[EXTRAIT DU DOCUMENT]
La terre s’est fendue dans différents endroits, à Kikwa, une localité de Kenscoff. Ce mouvement du sol a endommagé au moins trois maisons, selon la coordonatrice du Mouvement des femmes haïtiennes pour le développement rural (MOFHADER), citée par Radio Signal fm. La responsable a tout de suite lancé un appel pressant à l’attention des autorités « en vue d’éviter le pire ».
 
C’est avec beaucoup d’étonnement que la population de Kikwa a assisté le 6 juin à cet étrange phénomène naturel. Les habitants de cette localité reculée de la commune de Kenscoff ont fait savoir que cela s’est passé aux environs de huit heures du soir en provoquant beaucoup de bruit. Cette situation a jeté un vent de panique au sein de cette population qui a dû, cette nuit-là, se refugier sur un vaste terrain, selon ce qu’a rapporté le photographe Yonel Louis, qui a accompagné une délégation du ministère de la Planification en visite là-haut la semaine écoulée.
 
Ce phénomène, vécu pour la première fois, les a laissés complètement perplexes. Le député de Kenscoff, Louis André Gustave dont le père habite la zone, s’y est rendu pour évaluer la situation et a demandé aux habitants d’évacuer. Ces derniers ont été hébergés ailleurs par leur famille ou des voisins. Le député a fait appel à la ministre de la Planification et de la Coopération externe, Josépha Gauthier, qui a tout de suite envoyé des kits de nourriture pour les sinistrés, selon Yonel Louis. Puis, le samedi 23 juin dernier, la ministre, accompagnée du député Gustave, a rendu personnellement visite à la population de cette localité pour constater elle-même l’ampleur des dégâts et distribuer les kits.

[ACTION REQUISE 1] Reprenez le texte sur Kikwa depuis "Ce phénomène, vécu" jusqu'à "distribuer les kits." inclus, en changeant "sinistrés" en "victimes".
[ACTION REQUISE 2] Prolongez le texte sur Kikwa à partir de sa dernière phrase.
Les items qui suivent n'ont aucun rapport avec le texte sur Kikwa.

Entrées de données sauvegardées
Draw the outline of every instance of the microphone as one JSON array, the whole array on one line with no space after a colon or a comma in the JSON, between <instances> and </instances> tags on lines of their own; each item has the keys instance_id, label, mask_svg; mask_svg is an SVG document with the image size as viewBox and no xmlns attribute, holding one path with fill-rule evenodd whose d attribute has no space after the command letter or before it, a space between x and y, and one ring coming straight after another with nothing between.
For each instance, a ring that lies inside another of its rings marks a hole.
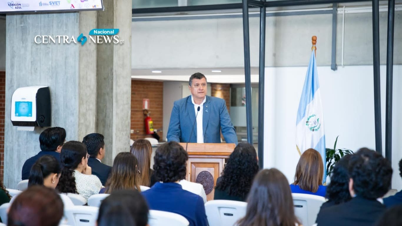
<instances>
[{"instance_id":1,"label":"microphone","mask_svg":"<svg viewBox=\"0 0 402 226\"><path fill-rule=\"evenodd\" d=\"M190 140L191 139L191 135L193 135L193 131L194 130L194 125L195 125L195 122L197 121L197 115L198 115L198 112L200 111L200 106L198 106L197 108L197 113L195 114L195 119L194 119L194 123L193 123L193 128L191 128L191 132L190 134L190 138L189 138L189 141L187 142L187 143L186 144L186 152L187 152L187 146L189 145L189 142L190 142Z\"/></svg>"}]
</instances>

[RÉSULTAT ATTENDU 1]
Ce phénomène, vécu pour la première fois, les a laissés complètement perplexes. Le député de Kenscoff, Louis André Gustave dont le père habite la zone, s’y est rendu pour évaluer la situation et a demandé aux habitants d’évacuer. Ces derniers ont été hébergés ailleurs par leur famille ou des voisins. Le député a fait appel à la ministre de la Planification et de la Coopération externe, Josépha Gauthier, qui a tout de suite envoyé des kits de nourriture pour les victimes, selon Yonel Louis. Puis, le samedi 23 juin dernier, la ministre, accompagnée du député Gustave, a rendu personnellement visite à la population de cette localité pour constater elle-même l’ampleur des dégâts et distribuer les kits.

[RÉSULTAT ATTENDU 2]
 
Les responsables ont pu relever qu’il faut emprunter une route extrêmement dangereuse pour se rendre à Kikwa où la population les a chaleureusement reçus, toujours selon notre photographe. Toutefois, ces citoyens n’ont pas manqué de critiquer le ministre de l’Environnement et les autorités haïtiennes en général, qui les ont complètement laissés de côté. Ces habitants se sont, malgré tout, réjouis de la visite de Mme Gauthier qui a promis de leur faire construire bientôt des abris provisoires et d’installer des lampadaires sur la route.